PASSAGE FOR REVIEW —
---
What a pollinator needs

Pollinators have modest needs.
-Flowers, of the kind that grow willingly everywhere and produce nectar and pollen profusely. We mostly call them weeds and try to get rid of them. Nectar is food for butterflies, moths, bees, wasps and many other insects. Butterflies and moths don't eat pollen, although they play a role in pollination by moving it around. For bees, however, the high-protein pollen is an important food for their larvae. 
-Foliage, for the larvae (caterpillars) of moths and butterflies, of a kind that the caterpillars of this moth or that butterfly have feasted on for generations. Because plant and insect evolved together, the insect’s larvae are able to overcome the toxic chemicals that its specific plant produces to protect itself. Think monarch butterfly and milkweed (but note that a monarch consumes nectar from any accessible flower). Gardeners generally have no idea what plants play host to and make good nurseries for what specific insects – but a native plant is a safe bet. 
-Nesting spots – a sunny patch of bare soil warmed by the sun, the hollow stems of overwintering perennials, an old piece of wood that can be tunnelled into. We pave pathways and mulch beds, thus barring ground-nesting bees from access to the ground and we tidy up old stems and deadwood, leaving nowhere for insects like carpenter and leafcutter bees.
-Chemical-free food. We dust and spray our countryside with toxins that make their way into the pollen, nectar and foliage beneficial insects consume, even wildflowers'. These toxins can also migrate into soil and water. And many of the garden plants we hope will help our pollinators have been sprayed in the nursery and can be harmful.
---
ABOUT THIS TASK —
Reproduce word for word the stretch of the passage on what pollinators need from "-Nesting spots –" through "can be harmful.". The items come from a separate source unrelated to this text.

PROVIDED DATA —
---
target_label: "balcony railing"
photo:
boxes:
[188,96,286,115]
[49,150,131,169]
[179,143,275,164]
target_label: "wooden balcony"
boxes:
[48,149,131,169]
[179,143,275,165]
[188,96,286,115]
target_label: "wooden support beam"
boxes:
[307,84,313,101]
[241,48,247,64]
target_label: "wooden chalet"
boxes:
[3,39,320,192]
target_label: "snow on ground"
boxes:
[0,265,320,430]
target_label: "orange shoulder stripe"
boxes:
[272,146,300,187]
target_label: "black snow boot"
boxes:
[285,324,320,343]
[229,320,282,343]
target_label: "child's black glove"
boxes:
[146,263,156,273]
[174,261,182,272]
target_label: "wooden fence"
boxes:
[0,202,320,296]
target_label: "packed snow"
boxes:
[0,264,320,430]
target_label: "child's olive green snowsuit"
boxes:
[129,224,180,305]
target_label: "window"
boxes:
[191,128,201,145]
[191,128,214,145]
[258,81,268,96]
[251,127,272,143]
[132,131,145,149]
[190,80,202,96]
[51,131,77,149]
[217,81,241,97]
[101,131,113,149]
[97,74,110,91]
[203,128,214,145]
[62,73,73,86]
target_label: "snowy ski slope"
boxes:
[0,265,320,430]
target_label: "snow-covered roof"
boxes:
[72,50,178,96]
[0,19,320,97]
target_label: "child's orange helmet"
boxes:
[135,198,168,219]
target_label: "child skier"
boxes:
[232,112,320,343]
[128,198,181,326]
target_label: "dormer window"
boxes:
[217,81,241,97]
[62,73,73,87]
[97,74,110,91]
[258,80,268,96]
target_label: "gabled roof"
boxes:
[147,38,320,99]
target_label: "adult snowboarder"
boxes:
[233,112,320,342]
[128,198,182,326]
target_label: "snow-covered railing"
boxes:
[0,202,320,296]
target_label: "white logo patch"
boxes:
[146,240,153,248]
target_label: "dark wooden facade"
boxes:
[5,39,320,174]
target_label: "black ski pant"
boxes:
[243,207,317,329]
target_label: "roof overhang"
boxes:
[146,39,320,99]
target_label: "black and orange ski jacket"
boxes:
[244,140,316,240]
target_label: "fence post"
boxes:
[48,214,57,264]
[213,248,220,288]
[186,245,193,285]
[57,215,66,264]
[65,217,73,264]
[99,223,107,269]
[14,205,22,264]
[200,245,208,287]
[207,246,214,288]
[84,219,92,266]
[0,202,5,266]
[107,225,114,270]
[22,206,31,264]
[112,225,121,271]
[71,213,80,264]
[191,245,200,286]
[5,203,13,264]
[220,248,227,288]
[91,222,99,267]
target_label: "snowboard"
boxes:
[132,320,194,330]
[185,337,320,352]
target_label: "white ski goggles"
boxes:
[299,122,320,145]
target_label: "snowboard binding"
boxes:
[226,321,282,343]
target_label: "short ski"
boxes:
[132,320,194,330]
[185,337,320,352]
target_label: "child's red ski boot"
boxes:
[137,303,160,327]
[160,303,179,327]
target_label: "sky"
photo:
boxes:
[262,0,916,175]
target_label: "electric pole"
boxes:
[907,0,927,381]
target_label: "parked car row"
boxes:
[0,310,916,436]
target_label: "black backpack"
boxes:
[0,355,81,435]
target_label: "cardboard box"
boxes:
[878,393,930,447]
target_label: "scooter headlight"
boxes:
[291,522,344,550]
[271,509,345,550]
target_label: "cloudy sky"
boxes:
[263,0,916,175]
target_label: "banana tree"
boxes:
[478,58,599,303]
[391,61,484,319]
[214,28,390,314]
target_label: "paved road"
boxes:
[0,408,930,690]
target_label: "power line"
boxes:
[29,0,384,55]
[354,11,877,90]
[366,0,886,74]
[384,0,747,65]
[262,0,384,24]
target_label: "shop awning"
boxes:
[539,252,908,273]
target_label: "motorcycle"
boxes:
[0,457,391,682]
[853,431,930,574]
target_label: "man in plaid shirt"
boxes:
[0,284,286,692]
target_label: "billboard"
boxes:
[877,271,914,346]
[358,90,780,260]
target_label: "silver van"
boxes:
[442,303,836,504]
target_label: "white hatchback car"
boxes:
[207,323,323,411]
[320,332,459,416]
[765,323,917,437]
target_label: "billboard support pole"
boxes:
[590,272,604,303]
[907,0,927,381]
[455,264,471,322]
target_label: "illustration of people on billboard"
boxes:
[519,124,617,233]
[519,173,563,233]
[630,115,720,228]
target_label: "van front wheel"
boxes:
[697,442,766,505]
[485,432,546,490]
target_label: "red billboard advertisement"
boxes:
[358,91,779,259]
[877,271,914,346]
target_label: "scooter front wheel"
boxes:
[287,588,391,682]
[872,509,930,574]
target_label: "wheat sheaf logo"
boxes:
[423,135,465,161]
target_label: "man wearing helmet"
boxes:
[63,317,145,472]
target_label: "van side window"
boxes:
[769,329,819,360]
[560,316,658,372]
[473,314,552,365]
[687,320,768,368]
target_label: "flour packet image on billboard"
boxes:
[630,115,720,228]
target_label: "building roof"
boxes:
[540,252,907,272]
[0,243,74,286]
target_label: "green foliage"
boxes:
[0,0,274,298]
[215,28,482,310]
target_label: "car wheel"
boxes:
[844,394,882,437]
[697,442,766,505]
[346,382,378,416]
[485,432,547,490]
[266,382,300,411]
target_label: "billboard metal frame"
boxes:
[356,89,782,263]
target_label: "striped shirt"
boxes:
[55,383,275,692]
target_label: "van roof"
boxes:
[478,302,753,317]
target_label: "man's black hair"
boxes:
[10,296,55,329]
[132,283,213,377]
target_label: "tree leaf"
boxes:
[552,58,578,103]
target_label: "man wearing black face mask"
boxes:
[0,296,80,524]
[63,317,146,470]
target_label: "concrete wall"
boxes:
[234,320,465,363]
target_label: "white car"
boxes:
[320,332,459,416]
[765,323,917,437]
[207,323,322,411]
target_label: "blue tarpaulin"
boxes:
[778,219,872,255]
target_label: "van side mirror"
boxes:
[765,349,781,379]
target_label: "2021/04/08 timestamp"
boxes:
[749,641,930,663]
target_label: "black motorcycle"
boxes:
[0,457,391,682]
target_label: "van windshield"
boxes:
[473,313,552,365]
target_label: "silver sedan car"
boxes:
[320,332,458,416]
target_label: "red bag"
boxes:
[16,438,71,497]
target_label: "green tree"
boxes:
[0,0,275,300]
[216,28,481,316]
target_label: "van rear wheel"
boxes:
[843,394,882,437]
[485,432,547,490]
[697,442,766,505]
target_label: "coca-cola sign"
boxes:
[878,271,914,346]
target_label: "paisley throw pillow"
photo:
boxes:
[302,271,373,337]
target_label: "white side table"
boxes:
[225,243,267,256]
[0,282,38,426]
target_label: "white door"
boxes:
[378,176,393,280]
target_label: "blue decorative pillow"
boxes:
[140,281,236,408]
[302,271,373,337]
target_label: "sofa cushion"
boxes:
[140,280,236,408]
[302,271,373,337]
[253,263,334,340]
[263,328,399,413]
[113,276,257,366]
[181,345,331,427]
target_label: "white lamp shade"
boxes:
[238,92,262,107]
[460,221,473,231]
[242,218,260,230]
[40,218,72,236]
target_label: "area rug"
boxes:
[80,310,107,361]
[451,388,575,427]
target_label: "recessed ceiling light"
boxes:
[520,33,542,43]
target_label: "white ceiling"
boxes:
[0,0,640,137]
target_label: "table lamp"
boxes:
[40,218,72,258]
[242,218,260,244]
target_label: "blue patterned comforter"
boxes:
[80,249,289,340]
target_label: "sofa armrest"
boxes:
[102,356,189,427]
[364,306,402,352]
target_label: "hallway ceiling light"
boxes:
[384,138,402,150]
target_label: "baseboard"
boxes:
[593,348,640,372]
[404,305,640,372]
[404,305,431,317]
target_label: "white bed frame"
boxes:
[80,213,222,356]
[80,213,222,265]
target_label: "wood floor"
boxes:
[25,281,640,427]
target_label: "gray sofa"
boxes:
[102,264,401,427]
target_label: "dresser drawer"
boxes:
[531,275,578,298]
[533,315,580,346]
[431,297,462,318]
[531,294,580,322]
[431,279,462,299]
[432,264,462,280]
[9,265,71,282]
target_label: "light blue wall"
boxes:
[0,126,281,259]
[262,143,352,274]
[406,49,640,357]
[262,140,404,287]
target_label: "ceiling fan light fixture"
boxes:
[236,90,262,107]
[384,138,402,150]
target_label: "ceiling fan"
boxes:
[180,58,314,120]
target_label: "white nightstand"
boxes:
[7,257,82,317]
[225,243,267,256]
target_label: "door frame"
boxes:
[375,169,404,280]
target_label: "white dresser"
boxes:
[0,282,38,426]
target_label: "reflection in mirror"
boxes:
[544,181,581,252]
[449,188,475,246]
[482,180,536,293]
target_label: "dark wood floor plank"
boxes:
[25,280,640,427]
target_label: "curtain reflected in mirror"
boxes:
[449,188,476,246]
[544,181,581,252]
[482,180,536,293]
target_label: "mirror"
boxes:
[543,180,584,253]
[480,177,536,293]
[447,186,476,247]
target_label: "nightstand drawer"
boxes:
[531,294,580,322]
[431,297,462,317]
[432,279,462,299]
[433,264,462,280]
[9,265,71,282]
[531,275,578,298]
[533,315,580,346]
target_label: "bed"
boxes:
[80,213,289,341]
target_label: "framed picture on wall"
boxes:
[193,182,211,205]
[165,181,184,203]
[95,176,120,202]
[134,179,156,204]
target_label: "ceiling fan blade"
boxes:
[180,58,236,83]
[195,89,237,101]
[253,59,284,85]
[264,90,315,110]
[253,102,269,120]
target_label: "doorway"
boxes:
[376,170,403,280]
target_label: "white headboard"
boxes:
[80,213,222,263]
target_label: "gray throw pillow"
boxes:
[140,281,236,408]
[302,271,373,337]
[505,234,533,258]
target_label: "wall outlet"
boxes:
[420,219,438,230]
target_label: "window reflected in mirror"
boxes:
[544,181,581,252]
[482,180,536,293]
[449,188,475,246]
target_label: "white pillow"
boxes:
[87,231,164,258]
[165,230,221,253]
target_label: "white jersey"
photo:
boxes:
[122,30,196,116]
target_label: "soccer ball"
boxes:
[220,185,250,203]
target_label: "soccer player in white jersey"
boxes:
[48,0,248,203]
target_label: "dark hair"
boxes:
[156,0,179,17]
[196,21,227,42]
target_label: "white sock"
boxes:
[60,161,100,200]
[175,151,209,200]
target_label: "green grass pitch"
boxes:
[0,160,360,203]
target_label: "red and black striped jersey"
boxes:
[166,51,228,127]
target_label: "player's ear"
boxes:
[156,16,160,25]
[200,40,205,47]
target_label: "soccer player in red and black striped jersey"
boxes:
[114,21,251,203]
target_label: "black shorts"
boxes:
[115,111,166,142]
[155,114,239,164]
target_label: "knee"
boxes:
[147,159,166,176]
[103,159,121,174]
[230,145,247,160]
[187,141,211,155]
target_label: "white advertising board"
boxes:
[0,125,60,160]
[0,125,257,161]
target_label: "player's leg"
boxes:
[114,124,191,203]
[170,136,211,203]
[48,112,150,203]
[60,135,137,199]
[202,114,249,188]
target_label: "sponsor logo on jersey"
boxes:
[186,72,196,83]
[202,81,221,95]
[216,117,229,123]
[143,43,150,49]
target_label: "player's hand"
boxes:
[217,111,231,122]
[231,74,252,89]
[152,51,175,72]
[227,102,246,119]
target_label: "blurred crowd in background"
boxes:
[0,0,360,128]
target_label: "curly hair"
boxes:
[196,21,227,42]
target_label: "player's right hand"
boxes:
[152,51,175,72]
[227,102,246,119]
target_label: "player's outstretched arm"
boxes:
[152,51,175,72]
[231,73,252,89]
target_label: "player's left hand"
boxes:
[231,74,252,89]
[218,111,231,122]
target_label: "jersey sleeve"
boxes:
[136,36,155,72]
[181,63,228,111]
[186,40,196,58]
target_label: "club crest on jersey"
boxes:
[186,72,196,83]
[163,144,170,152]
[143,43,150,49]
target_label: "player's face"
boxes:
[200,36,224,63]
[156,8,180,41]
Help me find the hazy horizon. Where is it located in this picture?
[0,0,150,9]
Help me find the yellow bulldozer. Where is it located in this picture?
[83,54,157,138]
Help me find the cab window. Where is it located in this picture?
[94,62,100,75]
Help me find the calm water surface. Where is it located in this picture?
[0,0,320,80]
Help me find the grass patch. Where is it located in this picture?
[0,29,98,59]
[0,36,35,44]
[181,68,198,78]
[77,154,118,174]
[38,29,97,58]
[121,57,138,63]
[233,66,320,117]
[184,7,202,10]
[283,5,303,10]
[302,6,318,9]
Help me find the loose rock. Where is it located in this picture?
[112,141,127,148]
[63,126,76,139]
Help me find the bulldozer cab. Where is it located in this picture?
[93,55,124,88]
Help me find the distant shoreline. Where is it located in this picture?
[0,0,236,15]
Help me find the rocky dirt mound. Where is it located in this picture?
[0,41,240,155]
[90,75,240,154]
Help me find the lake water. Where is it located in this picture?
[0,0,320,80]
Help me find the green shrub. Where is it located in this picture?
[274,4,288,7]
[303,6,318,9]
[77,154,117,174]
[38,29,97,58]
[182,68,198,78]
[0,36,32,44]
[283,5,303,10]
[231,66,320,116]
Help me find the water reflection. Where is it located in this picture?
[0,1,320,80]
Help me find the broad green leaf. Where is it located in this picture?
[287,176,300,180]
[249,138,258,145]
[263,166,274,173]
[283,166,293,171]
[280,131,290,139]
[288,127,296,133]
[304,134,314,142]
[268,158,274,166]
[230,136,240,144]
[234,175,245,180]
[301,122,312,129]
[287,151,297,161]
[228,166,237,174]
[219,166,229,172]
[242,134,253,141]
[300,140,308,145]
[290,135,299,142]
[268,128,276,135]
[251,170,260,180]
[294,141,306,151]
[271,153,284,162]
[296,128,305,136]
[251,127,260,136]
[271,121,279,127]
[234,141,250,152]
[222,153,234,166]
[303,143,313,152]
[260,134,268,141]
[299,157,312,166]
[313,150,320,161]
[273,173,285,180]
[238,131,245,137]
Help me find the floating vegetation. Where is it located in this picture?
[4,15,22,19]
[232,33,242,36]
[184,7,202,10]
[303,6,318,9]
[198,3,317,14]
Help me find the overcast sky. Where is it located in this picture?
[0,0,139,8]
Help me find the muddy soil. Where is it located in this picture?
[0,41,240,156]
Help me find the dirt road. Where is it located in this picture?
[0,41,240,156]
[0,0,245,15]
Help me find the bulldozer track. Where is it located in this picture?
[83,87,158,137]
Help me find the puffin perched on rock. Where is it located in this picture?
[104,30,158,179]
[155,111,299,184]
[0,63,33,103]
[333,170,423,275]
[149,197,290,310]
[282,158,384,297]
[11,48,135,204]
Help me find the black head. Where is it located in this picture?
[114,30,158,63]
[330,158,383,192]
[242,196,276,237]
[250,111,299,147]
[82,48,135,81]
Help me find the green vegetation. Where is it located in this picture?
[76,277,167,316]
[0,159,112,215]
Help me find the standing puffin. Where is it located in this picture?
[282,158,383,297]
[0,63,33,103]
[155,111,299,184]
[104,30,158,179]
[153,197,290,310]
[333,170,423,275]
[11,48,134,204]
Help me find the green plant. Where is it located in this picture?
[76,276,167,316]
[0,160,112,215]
---
COMPLETED EXERCISE —
-Nesting spots – a sunny patch of bare soil warmed by the sun, the hollow stems of overwintering perennials, an old piece of wood that can be tunnelled into. We pave pathways and mulch beds, thus barring ground-nesting bees from access to the ground and we tidy up old stems and deadwood, leaving nowhere for insects like carpenter and leafcutter bees.
-Chemical-free food. We dust and spray our countryside with toxins that make their way into the pollen, nectar and foliage beneficial insects consume, even wildflowers'. These toxins can also migrate into soil and water. And many of the garden plants we hope will help our pollinators have been sprayed in the nursery and can be harmful.